## Text excerpt
The era that global oil demand has now entered is going to drive everyone crazy, with its failure to either grow much again, or decline much. That’s because demand, supply, and price are in a standoff. The standoff comes mainly from organic forces that will suppress demand growth, but additionally from the industries’ response: making sure to never again over-produce. The demand outlook in the chart below is less a forecast, and more of an indication: oil demand locked into an oscillating standoff, as it loses market share to electrification, but retains its grip on legacy consumption, and dependency.
The Oil Fall update ends on a surprising note, concluding that further analysis of how electrification of transport will unfold is less compelling, now that the supertrend is underway. Five years ago it was still unclear whether sales of ICE vehicles would peak, and less clear how EV adoption would proceed. With these uncertainties out of the way, the intriguing aspects of speculation and analysis have begun to fade away. The big EV markets are all heading rapidly towards reaching 25% market share. Wind and solar growth is more amazing than ever. Not alot of mystery remains.

## Raw data
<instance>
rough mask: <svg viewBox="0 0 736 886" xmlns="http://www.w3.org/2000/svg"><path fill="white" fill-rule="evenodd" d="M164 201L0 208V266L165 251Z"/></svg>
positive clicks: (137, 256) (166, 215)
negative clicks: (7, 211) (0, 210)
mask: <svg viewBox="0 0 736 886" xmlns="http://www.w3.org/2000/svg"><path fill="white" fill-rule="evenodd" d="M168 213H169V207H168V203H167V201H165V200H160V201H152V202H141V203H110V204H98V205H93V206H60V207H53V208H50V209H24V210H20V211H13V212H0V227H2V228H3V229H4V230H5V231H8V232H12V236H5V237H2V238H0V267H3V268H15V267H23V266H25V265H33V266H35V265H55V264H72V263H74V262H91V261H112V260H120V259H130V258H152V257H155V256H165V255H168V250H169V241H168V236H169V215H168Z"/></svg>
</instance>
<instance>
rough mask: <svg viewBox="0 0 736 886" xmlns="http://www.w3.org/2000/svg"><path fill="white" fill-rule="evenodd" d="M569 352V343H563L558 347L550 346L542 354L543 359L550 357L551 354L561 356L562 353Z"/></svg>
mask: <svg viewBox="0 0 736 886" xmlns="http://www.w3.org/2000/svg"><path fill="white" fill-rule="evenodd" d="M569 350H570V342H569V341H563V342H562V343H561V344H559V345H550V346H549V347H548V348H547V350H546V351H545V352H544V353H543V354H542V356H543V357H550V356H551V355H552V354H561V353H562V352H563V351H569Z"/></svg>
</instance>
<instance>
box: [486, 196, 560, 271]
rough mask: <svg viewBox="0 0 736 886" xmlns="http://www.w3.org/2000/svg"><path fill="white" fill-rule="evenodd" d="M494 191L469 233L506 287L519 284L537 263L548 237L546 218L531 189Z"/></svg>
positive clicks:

## Task 1
Answer these questions from the oil demand excerpt, one answer per line, marked (a) and (b):
(a) What are demand, supply, and price said to be in?
(b) What market share are the big EV markets heading toward?
## Task 2
Write out the part of the oil demand excerpt from "The era that" up to and including "consumption, and dependency.", word for word.

## Expected output 1
(a) A standoff.
(b) 25%.

## Expected output 2
The era that global oil demand has now entered is going to drive everyone crazy, with its failure to either grow much again, or decline much. That’s because demand, supply, and price are in a standoff. The standoff comes mainly from organic forces that will suppress demand growth, but additionally from the industries’ response: making sure to never again over-produce. The demand outlook in the chart below is less a forecast, and more of an indication: oil demand locked into an oscillating standoff, as it loses market share to electrification, but retains its grip on legacy consumption, and dependency.